▶ What this task involves
Copy everything from the line containing "the ceiling air" down to the end of the material, swapping "floor vent" for "floor grate" and leaving the rest unchanged.
— begin —
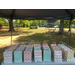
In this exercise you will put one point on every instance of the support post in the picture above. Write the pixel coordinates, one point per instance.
(70, 31)
(61, 28)
(11, 31)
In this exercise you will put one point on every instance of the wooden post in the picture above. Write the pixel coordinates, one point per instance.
(61, 28)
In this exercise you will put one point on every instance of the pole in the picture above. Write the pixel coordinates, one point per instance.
(11, 31)
(70, 31)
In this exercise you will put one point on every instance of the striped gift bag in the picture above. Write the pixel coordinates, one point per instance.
(18, 53)
(57, 54)
(28, 54)
(37, 53)
(46, 53)
(9, 53)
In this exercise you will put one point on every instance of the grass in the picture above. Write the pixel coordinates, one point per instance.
(34, 35)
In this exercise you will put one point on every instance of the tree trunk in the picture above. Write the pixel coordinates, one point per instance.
(61, 28)
(11, 25)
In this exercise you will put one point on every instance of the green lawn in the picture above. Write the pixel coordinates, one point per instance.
(41, 35)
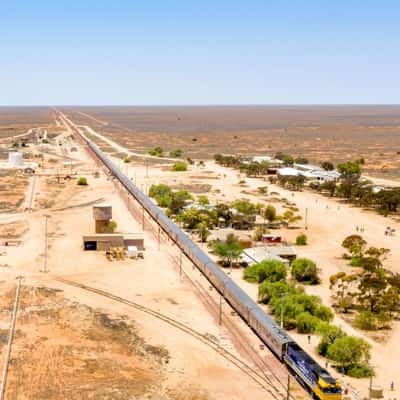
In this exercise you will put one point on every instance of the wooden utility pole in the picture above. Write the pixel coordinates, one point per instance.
(45, 245)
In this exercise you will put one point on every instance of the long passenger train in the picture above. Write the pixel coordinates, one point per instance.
(317, 379)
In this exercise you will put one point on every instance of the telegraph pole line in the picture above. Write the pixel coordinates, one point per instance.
(10, 339)
(45, 245)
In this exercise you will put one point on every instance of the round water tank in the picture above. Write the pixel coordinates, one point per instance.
(376, 392)
(15, 159)
(102, 212)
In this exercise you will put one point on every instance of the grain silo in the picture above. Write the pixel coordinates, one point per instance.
(102, 214)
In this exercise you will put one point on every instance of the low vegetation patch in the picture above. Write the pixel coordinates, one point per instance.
(179, 166)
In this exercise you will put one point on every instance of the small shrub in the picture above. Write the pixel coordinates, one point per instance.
(179, 166)
(268, 291)
(176, 153)
(366, 320)
(306, 323)
(82, 181)
(259, 232)
(157, 152)
(112, 226)
(203, 200)
(305, 270)
(360, 371)
(301, 240)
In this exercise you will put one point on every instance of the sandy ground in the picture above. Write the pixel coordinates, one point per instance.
(329, 222)
(193, 371)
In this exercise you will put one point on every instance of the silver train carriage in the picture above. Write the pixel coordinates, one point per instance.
(263, 325)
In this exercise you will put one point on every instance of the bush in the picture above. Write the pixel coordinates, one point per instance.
(366, 320)
(306, 323)
(179, 166)
(157, 152)
(324, 313)
(82, 181)
(176, 153)
(360, 371)
(349, 352)
(305, 270)
(271, 290)
(329, 333)
(271, 270)
(203, 200)
(159, 190)
(296, 303)
(301, 240)
(112, 226)
(259, 232)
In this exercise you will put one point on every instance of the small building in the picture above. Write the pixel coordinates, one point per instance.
(271, 238)
(287, 252)
(105, 241)
(255, 255)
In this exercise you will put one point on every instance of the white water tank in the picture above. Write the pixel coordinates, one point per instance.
(15, 159)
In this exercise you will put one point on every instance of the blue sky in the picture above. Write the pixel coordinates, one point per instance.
(199, 52)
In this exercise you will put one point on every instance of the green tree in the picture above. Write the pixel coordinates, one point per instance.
(349, 352)
(244, 206)
(268, 290)
(329, 334)
(203, 200)
(305, 270)
(179, 166)
(290, 217)
(82, 181)
(270, 213)
(306, 323)
(203, 231)
(157, 152)
(228, 252)
(176, 153)
(301, 240)
(327, 166)
(349, 170)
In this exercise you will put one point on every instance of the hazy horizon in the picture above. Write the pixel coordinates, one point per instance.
(199, 53)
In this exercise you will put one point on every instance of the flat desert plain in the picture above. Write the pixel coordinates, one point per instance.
(335, 133)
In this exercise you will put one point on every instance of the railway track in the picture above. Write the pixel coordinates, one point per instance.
(247, 369)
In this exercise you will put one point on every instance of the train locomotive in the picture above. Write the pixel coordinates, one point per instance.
(310, 374)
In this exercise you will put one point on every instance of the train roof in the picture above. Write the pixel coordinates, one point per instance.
(271, 325)
(321, 372)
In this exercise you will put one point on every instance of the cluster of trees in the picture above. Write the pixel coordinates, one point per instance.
(179, 166)
(360, 192)
(297, 310)
(254, 168)
(292, 182)
(157, 152)
(228, 250)
(290, 160)
(176, 153)
(307, 314)
(173, 200)
(372, 291)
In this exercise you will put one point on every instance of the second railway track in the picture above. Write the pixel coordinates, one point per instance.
(250, 371)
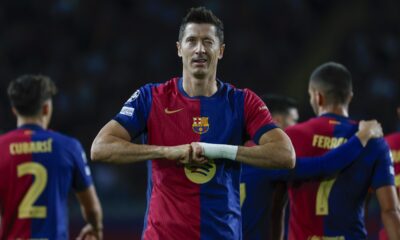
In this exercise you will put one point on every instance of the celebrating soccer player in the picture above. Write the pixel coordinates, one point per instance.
(393, 140)
(259, 188)
(192, 127)
(333, 208)
(38, 167)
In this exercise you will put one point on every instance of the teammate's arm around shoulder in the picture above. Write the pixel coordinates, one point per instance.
(274, 151)
(92, 213)
(390, 212)
(113, 144)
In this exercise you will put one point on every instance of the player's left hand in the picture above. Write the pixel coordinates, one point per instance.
(198, 153)
(89, 233)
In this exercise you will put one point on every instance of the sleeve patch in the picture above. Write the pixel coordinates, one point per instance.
(127, 111)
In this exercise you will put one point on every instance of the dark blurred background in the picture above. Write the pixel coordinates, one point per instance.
(100, 52)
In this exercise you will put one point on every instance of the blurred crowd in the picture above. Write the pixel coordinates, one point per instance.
(99, 52)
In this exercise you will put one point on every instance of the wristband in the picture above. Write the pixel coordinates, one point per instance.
(214, 151)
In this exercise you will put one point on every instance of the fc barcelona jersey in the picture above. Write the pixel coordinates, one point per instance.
(37, 169)
(193, 201)
(333, 208)
(394, 144)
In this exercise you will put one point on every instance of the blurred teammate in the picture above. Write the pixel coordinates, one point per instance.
(38, 168)
(393, 140)
(200, 199)
(332, 208)
(257, 187)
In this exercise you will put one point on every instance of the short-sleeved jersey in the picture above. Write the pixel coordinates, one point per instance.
(258, 185)
(37, 169)
(256, 189)
(193, 201)
(333, 207)
(393, 141)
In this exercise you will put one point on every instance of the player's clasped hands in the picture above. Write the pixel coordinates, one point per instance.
(187, 153)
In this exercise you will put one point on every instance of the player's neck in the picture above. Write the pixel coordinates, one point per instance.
(338, 110)
(40, 121)
(199, 87)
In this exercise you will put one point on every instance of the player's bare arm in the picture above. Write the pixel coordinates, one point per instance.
(92, 213)
(113, 144)
(275, 151)
(390, 212)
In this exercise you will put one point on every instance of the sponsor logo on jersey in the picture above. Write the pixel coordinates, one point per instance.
(326, 142)
(200, 173)
(127, 111)
(134, 96)
(168, 111)
(200, 125)
(31, 147)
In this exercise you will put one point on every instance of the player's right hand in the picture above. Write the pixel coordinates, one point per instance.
(180, 153)
(89, 233)
(369, 129)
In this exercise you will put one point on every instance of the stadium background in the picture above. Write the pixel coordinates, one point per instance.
(99, 52)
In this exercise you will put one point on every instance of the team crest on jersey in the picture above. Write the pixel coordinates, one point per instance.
(200, 173)
(200, 125)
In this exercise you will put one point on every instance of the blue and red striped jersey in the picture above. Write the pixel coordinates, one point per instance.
(334, 207)
(258, 185)
(37, 170)
(193, 201)
(393, 141)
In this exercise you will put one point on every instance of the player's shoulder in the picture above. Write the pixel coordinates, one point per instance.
(303, 127)
(63, 139)
(170, 86)
(393, 137)
(378, 145)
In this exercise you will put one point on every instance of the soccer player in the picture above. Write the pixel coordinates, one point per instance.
(257, 189)
(193, 127)
(38, 167)
(393, 140)
(333, 208)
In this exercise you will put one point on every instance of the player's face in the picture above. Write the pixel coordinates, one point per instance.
(200, 50)
(291, 118)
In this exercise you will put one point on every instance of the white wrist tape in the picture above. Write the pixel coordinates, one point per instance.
(219, 151)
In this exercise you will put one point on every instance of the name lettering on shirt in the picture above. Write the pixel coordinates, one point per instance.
(31, 147)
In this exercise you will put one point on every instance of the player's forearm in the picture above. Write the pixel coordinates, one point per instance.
(391, 221)
(113, 149)
(277, 154)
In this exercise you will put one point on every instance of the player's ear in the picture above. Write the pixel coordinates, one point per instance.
(46, 108)
(221, 50)
(14, 111)
(178, 47)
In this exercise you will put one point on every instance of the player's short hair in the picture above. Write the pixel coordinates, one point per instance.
(27, 93)
(278, 104)
(334, 81)
(202, 15)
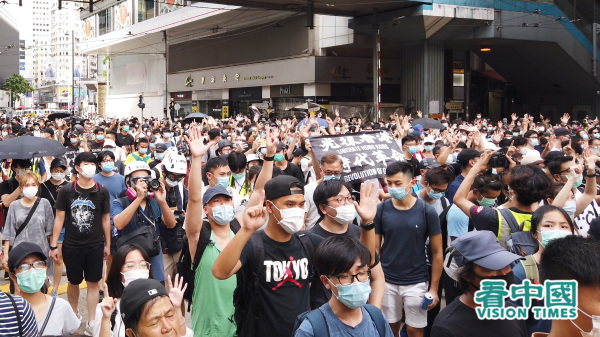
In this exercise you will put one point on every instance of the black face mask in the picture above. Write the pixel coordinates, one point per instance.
(509, 278)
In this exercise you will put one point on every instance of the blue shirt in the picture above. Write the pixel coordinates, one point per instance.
(338, 328)
(114, 184)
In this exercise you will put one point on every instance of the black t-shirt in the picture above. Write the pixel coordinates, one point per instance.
(284, 282)
(49, 191)
(459, 320)
(294, 171)
(83, 214)
(125, 140)
(7, 187)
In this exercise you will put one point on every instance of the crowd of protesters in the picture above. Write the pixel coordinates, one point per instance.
(240, 220)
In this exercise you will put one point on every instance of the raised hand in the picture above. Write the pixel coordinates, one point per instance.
(368, 202)
(176, 290)
(196, 143)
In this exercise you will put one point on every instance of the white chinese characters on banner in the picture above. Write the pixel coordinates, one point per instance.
(364, 155)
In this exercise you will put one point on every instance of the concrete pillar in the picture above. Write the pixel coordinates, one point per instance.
(423, 74)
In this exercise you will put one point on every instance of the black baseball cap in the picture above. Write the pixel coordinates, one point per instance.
(281, 186)
(21, 251)
(213, 192)
(137, 293)
(58, 162)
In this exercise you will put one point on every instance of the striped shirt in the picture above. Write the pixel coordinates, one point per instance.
(9, 326)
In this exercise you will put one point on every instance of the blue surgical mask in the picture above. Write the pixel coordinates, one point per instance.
(108, 167)
(31, 281)
(223, 214)
(353, 295)
(398, 193)
(487, 202)
(578, 182)
(551, 235)
(435, 195)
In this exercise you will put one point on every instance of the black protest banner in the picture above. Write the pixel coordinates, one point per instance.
(365, 155)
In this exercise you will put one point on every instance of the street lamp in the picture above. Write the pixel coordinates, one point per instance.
(72, 70)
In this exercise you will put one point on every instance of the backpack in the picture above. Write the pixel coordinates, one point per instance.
(246, 297)
(518, 242)
(186, 266)
(319, 323)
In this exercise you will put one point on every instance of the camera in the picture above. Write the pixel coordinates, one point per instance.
(499, 160)
(153, 184)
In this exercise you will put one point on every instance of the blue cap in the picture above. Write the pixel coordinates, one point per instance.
(213, 192)
(483, 249)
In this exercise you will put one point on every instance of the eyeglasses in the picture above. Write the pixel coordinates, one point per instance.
(348, 279)
(26, 266)
(342, 200)
(144, 265)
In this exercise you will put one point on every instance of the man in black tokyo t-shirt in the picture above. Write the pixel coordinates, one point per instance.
(83, 208)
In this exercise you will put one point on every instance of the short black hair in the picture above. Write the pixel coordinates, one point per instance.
(572, 258)
(326, 190)
(338, 254)
(530, 182)
(399, 166)
(237, 161)
(102, 154)
(438, 176)
(85, 157)
(555, 164)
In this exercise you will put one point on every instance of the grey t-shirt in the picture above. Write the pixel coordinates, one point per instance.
(62, 322)
(339, 328)
(36, 231)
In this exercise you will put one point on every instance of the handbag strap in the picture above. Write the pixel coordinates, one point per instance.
(17, 313)
(47, 316)
(31, 211)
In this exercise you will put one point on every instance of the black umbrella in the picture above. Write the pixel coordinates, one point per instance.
(428, 123)
(26, 147)
(52, 117)
(196, 116)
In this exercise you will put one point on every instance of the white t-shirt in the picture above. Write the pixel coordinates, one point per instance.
(62, 322)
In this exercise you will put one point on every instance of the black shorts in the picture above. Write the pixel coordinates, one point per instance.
(88, 261)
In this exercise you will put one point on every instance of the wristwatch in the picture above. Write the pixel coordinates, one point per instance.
(368, 226)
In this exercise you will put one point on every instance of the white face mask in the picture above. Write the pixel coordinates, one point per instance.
(88, 171)
(133, 275)
(345, 214)
(30, 192)
(58, 176)
(292, 219)
(595, 332)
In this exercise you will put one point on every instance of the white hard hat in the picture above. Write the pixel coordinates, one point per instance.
(137, 166)
(175, 163)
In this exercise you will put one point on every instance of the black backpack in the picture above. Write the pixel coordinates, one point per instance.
(186, 267)
(246, 297)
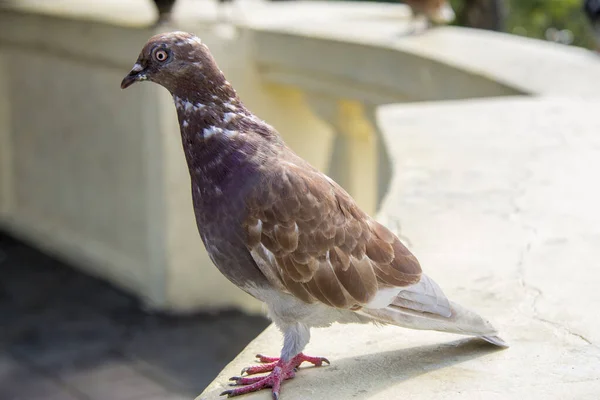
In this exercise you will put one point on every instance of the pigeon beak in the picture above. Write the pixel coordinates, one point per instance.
(135, 75)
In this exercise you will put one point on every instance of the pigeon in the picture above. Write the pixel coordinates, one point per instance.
(283, 231)
(164, 8)
(591, 8)
(427, 11)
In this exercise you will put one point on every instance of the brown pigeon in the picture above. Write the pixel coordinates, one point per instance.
(436, 11)
(164, 8)
(283, 231)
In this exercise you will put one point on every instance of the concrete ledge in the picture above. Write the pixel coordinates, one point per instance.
(495, 197)
(68, 133)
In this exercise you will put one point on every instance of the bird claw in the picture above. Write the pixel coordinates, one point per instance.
(279, 371)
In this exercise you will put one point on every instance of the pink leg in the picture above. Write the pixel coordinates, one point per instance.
(280, 371)
(271, 362)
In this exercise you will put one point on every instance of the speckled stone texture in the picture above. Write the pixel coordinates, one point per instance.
(68, 336)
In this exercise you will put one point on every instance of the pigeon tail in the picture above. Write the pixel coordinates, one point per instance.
(461, 321)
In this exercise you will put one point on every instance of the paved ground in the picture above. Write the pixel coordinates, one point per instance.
(67, 336)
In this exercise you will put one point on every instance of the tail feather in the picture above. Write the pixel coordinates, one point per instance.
(461, 321)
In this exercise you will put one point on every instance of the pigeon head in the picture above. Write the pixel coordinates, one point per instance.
(177, 61)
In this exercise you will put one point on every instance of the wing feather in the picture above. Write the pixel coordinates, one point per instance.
(306, 233)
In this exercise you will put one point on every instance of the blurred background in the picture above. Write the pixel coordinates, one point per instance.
(105, 289)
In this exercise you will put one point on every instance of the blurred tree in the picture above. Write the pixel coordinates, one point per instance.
(559, 20)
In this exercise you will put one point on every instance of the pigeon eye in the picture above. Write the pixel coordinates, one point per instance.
(160, 55)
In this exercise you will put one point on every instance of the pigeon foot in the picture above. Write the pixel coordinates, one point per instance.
(280, 371)
(270, 362)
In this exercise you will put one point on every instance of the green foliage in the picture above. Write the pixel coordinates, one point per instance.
(533, 18)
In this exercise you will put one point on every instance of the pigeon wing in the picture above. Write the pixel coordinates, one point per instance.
(311, 240)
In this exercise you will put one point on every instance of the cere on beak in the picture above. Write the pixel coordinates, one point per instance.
(136, 74)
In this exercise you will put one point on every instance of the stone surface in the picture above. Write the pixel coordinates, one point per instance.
(497, 199)
(101, 180)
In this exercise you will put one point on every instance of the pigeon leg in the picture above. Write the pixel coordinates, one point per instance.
(271, 362)
(280, 371)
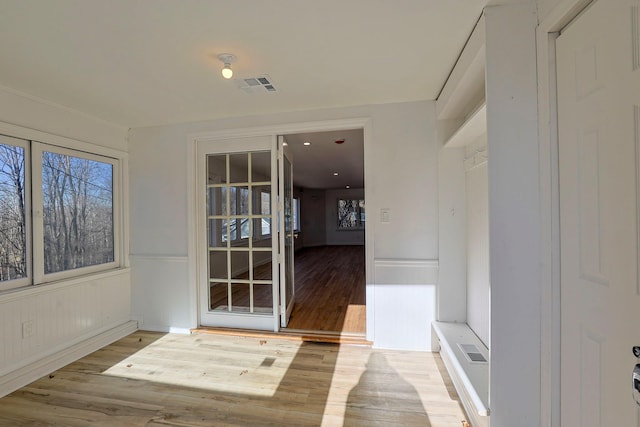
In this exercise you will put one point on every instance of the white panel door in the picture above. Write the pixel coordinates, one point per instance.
(598, 65)
(286, 235)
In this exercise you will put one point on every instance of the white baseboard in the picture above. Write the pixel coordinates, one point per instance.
(27, 374)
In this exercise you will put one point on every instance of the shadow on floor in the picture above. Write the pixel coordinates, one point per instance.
(380, 394)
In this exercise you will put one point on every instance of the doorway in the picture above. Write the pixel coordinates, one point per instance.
(329, 196)
(250, 313)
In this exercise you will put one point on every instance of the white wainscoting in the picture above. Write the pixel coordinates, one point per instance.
(404, 303)
(44, 327)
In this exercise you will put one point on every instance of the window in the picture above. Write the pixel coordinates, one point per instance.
(351, 214)
(74, 227)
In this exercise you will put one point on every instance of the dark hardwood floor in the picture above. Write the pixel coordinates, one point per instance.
(330, 290)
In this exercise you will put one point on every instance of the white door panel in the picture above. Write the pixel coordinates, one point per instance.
(286, 235)
(598, 99)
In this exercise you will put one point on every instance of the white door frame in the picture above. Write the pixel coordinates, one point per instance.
(363, 123)
(548, 30)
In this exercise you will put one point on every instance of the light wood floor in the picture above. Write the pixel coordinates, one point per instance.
(330, 290)
(153, 379)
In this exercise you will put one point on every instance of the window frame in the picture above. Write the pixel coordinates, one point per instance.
(34, 203)
(28, 279)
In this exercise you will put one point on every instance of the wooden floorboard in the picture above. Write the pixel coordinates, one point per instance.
(154, 379)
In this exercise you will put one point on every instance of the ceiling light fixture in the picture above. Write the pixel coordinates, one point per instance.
(227, 59)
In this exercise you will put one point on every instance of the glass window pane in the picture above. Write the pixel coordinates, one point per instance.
(217, 169)
(296, 214)
(13, 225)
(77, 198)
(239, 201)
(261, 200)
(261, 166)
(245, 228)
(240, 297)
(238, 167)
(262, 269)
(218, 265)
(230, 232)
(216, 201)
(240, 264)
(219, 296)
(262, 299)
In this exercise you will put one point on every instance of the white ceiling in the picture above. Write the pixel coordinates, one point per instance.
(149, 62)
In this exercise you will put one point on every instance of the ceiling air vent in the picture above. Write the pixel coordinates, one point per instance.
(472, 353)
(260, 84)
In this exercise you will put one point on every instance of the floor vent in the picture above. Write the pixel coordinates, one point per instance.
— end —
▶ Solution to this exercise
In this exercise you will put one point on every instance of the ceiling air vent in the picture above. Write the pixel coordinates, one point per instance.
(472, 353)
(260, 84)
In this exercise you will put one point on every instance of the floor grate in the picture above. Write the pixel coordinates, one point per instance.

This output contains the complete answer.